[Image location labeling rows]

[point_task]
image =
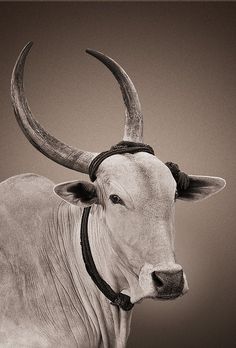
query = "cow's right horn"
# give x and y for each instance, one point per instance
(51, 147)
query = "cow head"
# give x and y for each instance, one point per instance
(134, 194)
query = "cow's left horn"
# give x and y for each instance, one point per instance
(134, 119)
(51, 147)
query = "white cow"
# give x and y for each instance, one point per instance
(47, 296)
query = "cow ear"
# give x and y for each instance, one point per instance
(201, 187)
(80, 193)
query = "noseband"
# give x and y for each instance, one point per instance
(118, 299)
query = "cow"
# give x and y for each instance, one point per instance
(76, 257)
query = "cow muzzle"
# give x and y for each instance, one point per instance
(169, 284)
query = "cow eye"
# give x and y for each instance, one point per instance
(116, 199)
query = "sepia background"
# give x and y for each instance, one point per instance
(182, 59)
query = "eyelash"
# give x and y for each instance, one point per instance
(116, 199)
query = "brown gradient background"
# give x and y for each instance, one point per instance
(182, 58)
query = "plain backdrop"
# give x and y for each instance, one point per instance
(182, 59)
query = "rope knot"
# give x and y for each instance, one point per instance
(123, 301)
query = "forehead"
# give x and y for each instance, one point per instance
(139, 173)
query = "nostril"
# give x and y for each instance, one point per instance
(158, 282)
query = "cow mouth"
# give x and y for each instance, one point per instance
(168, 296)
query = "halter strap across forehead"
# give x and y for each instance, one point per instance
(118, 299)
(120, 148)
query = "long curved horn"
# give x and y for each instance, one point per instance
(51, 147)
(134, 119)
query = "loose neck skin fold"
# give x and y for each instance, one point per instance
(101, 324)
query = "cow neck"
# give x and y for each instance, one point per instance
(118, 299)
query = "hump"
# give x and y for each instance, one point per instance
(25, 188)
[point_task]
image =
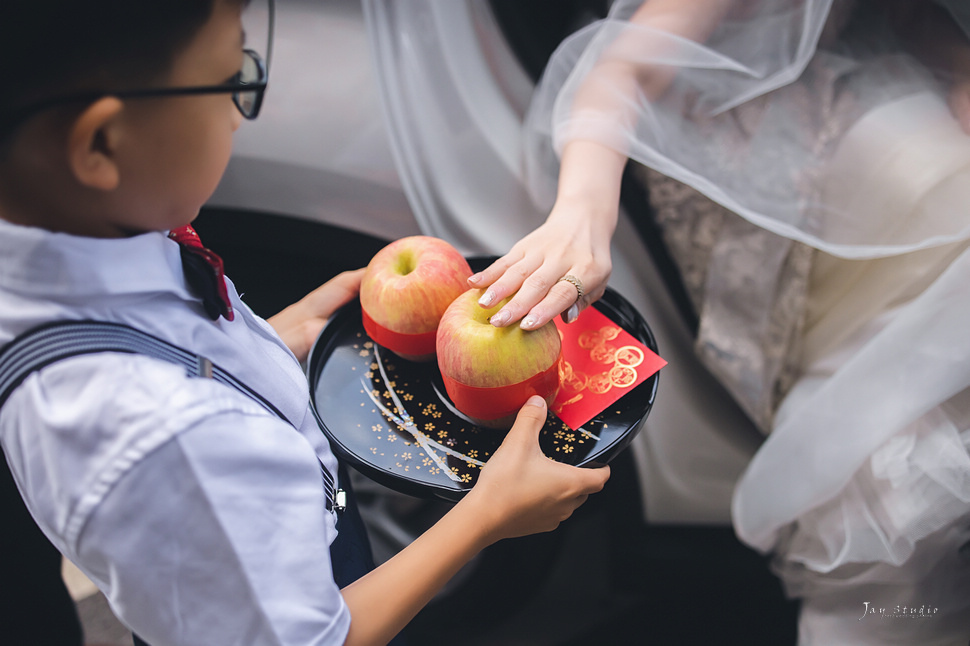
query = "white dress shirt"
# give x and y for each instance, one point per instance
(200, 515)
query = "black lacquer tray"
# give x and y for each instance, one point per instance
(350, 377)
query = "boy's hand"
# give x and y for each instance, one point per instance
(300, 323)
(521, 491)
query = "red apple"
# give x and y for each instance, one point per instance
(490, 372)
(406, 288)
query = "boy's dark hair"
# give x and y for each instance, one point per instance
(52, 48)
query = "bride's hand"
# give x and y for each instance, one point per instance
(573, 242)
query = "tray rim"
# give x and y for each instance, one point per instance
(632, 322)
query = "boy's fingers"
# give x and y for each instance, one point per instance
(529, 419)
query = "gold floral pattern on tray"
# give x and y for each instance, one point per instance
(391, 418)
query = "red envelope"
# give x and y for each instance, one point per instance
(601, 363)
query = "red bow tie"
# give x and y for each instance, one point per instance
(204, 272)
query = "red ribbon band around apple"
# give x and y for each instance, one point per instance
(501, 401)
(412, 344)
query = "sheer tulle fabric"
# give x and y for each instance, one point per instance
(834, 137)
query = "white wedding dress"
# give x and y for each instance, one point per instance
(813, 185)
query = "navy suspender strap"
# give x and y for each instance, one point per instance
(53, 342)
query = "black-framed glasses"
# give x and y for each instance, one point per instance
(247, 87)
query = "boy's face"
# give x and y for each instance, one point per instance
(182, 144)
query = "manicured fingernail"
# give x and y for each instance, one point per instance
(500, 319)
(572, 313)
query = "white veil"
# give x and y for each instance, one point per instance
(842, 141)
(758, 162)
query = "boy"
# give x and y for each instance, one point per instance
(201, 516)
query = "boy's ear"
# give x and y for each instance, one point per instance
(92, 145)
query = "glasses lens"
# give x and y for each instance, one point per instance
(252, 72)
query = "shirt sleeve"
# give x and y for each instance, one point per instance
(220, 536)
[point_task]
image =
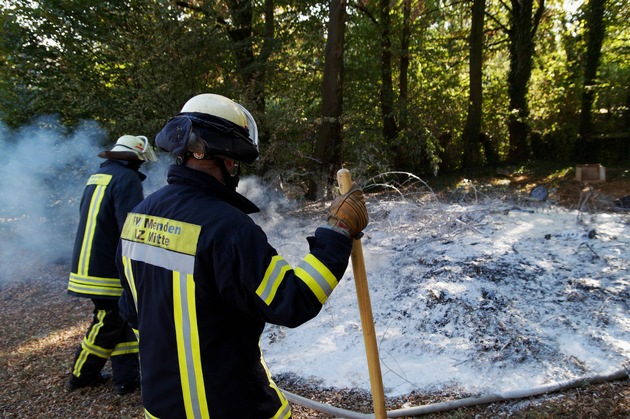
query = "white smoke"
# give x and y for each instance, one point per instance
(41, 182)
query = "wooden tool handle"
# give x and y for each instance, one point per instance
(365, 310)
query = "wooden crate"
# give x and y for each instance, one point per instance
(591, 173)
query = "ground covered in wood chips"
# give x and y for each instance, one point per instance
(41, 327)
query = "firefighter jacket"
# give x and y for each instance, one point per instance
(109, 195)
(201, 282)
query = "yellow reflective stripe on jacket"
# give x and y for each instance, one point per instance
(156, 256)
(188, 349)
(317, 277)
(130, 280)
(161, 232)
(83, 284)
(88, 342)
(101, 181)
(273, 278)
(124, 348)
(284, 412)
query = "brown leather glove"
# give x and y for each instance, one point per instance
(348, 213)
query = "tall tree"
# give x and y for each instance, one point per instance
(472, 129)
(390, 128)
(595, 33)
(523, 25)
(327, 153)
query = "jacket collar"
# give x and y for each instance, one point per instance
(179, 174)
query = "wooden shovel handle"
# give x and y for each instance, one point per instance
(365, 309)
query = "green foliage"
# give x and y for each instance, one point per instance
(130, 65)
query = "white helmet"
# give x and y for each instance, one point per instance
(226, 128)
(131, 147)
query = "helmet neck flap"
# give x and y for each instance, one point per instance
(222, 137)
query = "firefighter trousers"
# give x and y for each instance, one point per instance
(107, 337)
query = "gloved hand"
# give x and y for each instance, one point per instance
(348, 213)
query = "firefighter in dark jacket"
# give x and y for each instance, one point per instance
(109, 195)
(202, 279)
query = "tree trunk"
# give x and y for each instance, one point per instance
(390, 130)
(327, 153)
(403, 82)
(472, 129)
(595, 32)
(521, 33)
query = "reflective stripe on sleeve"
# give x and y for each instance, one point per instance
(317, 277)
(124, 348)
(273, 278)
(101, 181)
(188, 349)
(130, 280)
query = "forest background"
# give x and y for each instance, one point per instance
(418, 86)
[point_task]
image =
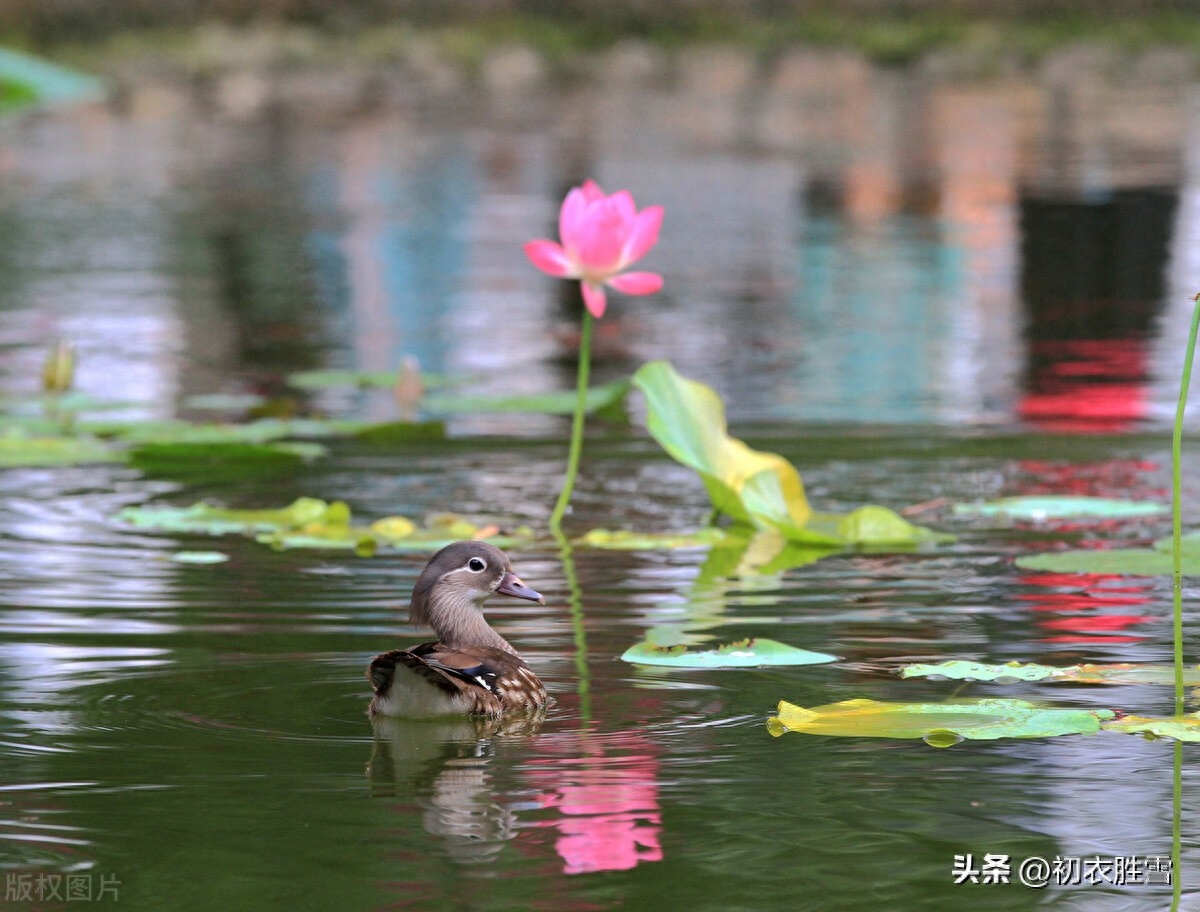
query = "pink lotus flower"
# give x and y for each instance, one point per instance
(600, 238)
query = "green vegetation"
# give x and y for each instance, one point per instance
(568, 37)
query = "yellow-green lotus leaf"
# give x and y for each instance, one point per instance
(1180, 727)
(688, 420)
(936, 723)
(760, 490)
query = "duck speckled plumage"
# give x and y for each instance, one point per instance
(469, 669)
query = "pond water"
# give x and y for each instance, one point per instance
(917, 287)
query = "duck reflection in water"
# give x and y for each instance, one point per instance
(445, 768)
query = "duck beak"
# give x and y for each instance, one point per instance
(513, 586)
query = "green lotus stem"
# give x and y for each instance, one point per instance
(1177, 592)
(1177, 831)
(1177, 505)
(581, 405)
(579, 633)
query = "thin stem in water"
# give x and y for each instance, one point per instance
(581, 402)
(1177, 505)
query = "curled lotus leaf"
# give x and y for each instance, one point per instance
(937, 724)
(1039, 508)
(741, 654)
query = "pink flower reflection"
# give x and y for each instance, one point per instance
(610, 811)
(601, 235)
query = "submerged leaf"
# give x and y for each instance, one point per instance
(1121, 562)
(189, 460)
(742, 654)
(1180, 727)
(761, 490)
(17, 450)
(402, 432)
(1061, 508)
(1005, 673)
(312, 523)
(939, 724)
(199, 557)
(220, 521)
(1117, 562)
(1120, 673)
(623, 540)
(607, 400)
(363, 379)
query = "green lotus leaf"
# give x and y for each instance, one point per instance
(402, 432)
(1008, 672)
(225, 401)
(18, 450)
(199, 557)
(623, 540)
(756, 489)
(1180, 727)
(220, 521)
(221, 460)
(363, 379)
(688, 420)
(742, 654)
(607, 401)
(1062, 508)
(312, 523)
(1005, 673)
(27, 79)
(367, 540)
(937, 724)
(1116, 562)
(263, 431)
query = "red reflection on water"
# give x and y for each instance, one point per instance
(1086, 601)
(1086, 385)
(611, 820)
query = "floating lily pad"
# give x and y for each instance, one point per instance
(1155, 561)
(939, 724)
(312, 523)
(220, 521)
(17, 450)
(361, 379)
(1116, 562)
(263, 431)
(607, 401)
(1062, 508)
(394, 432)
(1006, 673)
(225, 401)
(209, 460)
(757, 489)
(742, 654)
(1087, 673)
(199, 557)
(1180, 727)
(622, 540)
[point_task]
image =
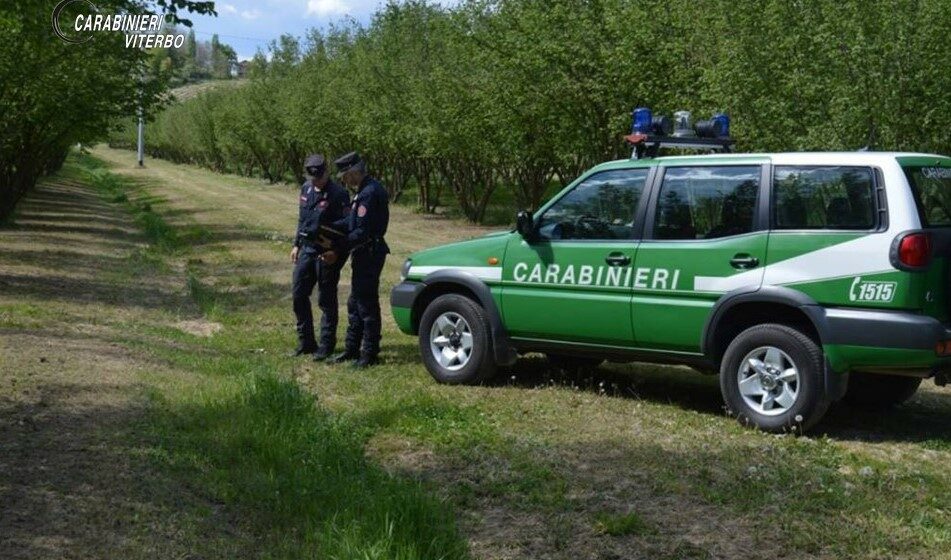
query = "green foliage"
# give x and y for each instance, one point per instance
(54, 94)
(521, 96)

◆ What to work on ◆
Show every line of the rows above that contains the word "apple", paying attention to case.

◆ Exercise output ◆
query = "red apple"
query = "red ribbon band around apple"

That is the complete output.